TEXT SEGMENT -

=-=-=-=-=

With diesels you also must consider torque, not just HP....... Since torque is a rotational force, its actually a more significant figure to us aviators than HP.

Popular misconceptions about Torque vs. Horsepower abound. These types of discussions occur on a regular basis on the rec.aviation.<your pick> newsgroups. The statement above is incorrect. Torque IS a rotational force, but HP is the ONLY thing that matters, as long as you have a PSRU to ensure that the propeller turns at the optimal rate. Here are the equations:

 

HP(crank)=Torque(crank) x RPM(crank)

 

RPM(prop) = 1/N x RPM(crank) where "N" is the gear ratio of the PSRU

 

Torque(prop) = N x Torque(crank)

 

The HP and Torque produced by an engine are NOT independent - look at the Torque-RPM curve for any engine at WOT. There is only ONE Torque and ONE HP output at a given RPM.

 

An O-360 produces 350 ft-lb of torque at 2700 RPM, for a power output of 180 HP. At 2200 RPM, it will produce 150 HP and 358 ft-lb of torque.

=-=-=-=-=

PROVIDED INFORMATION -
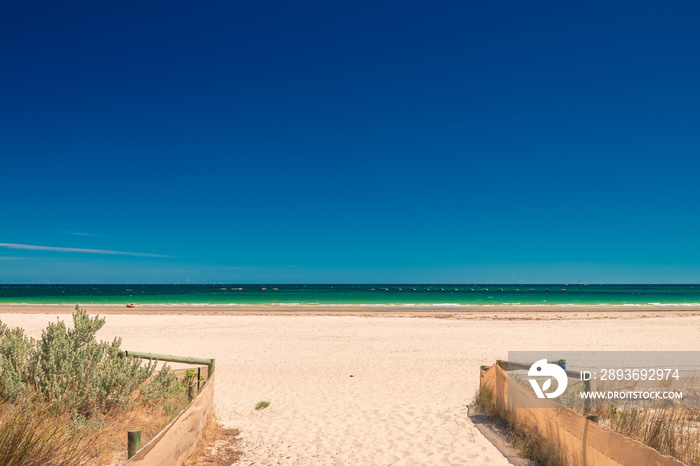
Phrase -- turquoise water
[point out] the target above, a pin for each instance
(397, 295)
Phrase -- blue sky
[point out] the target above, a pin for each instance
(301, 142)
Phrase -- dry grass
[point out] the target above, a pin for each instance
(671, 431)
(31, 435)
(218, 446)
(109, 440)
(531, 445)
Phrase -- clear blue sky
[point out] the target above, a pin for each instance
(299, 142)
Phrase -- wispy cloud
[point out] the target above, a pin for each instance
(32, 247)
(80, 233)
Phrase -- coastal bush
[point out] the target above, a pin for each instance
(15, 351)
(70, 369)
(67, 396)
(532, 445)
(672, 431)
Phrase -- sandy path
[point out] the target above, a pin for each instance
(412, 378)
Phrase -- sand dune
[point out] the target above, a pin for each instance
(348, 390)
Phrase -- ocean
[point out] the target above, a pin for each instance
(398, 295)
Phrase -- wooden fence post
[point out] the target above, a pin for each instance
(133, 442)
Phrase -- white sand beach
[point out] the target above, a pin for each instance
(351, 390)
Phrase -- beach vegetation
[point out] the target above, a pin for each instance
(530, 444)
(262, 405)
(70, 397)
(672, 431)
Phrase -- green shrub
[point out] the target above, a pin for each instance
(70, 369)
(15, 350)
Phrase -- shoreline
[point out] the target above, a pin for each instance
(389, 388)
(488, 312)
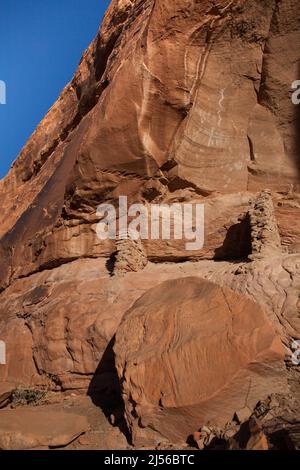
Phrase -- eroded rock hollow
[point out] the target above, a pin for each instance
(175, 101)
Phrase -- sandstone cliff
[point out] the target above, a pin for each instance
(174, 101)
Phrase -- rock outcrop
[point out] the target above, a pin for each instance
(173, 102)
(189, 352)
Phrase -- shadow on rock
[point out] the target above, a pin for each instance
(105, 391)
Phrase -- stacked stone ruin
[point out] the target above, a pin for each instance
(265, 237)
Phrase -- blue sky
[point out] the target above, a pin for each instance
(41, 43)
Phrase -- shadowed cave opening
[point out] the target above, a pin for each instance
(105, 391)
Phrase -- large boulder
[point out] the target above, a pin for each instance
(190, 352)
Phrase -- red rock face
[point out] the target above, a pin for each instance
(174, 101)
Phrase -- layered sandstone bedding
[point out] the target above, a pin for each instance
(173, 102)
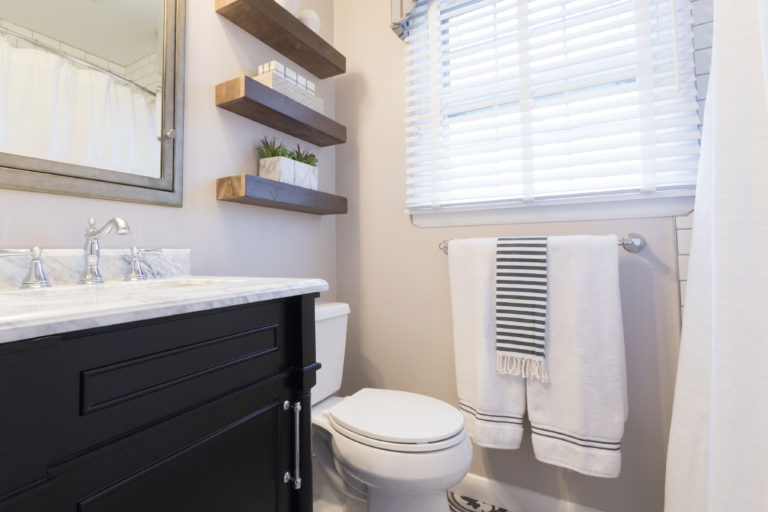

=-=-=-=-=

EXERCISE REQUIREMENTS -
**a)** List every equation given in the passage on torque versus horsepower.
**b)** Copy out the part of the passage on torque versus horsepower between "Torque(prop) = N" and "ft-lb of torque.", inclusive.
Rely only on the passage on torque versus horsepower and nothing outside it.

WRITTEN ANSWERS -
**a)**
- HP(crank)=Torque(crank) x RPM(crank)
- RPM(prop) = 1/N x RPM(crank)
- Torque(prop) = N x Torque(crank)

**b)**
Torque(prop) = N x Torque(crank)

 

The HP and Torque produced by an engine are NOT independent - look at the Torque-RPM curve for any engine at WOT. There is only ONE Torque and ONE HP output at a given RPM.

 

An O-360 produces 350 ft-lb of torque at 2700 RPM, for a power output of 180 HP. At 2200 RPM, it will produce 150 HP and 358 ft-lb of torque.